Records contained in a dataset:
□ □ □ □ □ □ □

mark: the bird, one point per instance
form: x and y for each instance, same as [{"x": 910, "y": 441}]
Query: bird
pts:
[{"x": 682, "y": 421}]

□ □ □ □ □ □ □

Task prompt:
Every entry should be duplicated exactly as written.

Answer for this exercise:
mark: the bird, one point per instance
form: x and y for each instance, same as [{"x": 910, "y": 441}]
Query: bird
pts:
[{"x": 682, "y": 421}]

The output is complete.